• **Exercise details**
The expected output is the data below, restated word for word.

________________________

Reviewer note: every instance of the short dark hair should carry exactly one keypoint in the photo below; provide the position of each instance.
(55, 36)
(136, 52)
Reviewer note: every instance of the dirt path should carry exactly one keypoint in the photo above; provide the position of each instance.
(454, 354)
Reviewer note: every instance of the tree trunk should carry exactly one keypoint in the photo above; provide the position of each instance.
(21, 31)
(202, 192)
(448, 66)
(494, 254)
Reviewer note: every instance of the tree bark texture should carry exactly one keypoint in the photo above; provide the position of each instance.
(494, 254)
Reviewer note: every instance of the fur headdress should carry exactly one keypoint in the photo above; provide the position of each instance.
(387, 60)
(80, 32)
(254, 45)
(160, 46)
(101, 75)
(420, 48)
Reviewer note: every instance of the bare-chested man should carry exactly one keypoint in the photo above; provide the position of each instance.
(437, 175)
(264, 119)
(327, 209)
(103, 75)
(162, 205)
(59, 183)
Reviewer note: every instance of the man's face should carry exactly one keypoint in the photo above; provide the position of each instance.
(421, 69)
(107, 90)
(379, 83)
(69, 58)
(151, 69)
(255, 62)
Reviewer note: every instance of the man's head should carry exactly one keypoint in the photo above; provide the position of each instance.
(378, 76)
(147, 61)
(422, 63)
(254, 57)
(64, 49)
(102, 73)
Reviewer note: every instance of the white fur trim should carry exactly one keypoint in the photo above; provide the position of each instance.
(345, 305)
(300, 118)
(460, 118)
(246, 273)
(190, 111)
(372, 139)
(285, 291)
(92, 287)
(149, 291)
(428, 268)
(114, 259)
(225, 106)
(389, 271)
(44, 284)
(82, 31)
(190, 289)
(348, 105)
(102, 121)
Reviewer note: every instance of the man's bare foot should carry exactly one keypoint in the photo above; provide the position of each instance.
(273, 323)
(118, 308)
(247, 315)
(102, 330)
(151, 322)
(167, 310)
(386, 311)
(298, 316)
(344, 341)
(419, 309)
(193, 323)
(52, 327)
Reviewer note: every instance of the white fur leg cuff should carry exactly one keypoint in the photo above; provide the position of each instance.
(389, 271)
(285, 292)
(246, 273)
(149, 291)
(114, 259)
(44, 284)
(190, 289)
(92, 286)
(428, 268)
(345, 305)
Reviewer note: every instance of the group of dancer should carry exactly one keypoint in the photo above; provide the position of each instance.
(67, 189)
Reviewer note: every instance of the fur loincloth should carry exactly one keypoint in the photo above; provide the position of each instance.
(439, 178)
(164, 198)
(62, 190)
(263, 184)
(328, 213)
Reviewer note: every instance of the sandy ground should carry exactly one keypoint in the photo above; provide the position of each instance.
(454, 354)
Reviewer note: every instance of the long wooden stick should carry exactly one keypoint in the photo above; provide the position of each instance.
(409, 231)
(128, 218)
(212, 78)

________________________

• **Solution for this exercise**
Reviewer note: every instance of the short dark hair should carry exactly one keypoint in the photo below; provide the position of each instance.
(55, 36)
(136, 52)
Reviewer note: every instance of the dirt path should carry exactly one keypoint in the photo above; provide the position of each instance.
(454, 354)
Reviewer note: every instance of the tree trunk should carry exactly one keypoint in the photo above; provide the position of each instance.
(21, 31)
(202, 192)
(448, 66)
(494, 254)
Reviewer note: every instance of the tree bark texture should carry exactly one keypoint in the photo above; provide the position of each instance.
(494, 254)
Reviewer note: every instance of the fur headdress should carry exactly one keypoint in the photo above; provide the position of each instance.
(387, 60)
(80, 32)
(254, 45)
(160, 46)
(101, 75)
(420, 48)
Reviewer note: every instance of the bare-chested man should carry exactly one keypoint in the photo above; provide the position of each instance.
(437, 175)
(264, 119)
(327, 209)
(103, 75)
(162, 205)
(59, 183)
Reviewer note: every instance of the man's face should carry exactly one keypoint in the photo above; provide the position of each instance.
(421, 69)
(107, 90)
(379, 83)
(69, 58)
(151, 69)
(255, 62)
Reviewer note: every instance of the man's head should carry exactly one keypoint in the photo above; provide the position of each instance.
(378, 76)
(147, 61)
(422, 63)
(254, 57)
(64, 49)
(102, 73)
Reviewer note: every instance of the white fur trim should carry exactly one keypoint in the photo above; provide the position of each instance.
(345, 305)
(300, 118)
(460, 118)
(246, 273)
(190, 111)
(372, 139)
(285, 291)
(92, 287)
(149, 291)
(428, 268)
(114, 259)
(225, 106)
(389, 271)
(44, 284)
(82, 31)
(190, 289)
(348, 105)
(102, 121)
Reviewer note: every instance of the man's bare foot should carry exactly one keypoint in the photo above; provide the position of each instance.
(273, 323)
(118, 308)
(247, 315)
(102, 330)
(151, 322)
(167, 310)
(386, 311)
(298, 316)
(344, 341)
(419, 309)
(193, 323)
(52, 327)
Reviewer note: every instance of the white fur leg cuff should carry exactly one keypoint in the photo above; provide the position of each instance.
(389, 271)
(285, 292)
(246, 273)
(149, 291)
(114, 259)
(44, 284)
(190, 289)
(92, 286)
(428, 268)
(345, 305)
Reviewer note: every instance of the group of dancer should carry exactly one keypoint in the photo above; provide the position of each instance.
(67, 189)
Reviewer note: every instance of the fur loincloth should carry exactly one keypoint in the photo above; provide the position of each instance.
(439, 178)
(164, 198)
(62, 190)
(263, 184)
(328, 213)
Reviewer note: every instance of the sandy ground should carry exactly one keypoint in the photo above; provide the position of each instance.
(454, 354)
Reviewer note: every instance of the long wooden stick should carry exactly one keypoint in the photo above; provide the position of each instance.
(409, 231)
(128, 218)
(212, 78)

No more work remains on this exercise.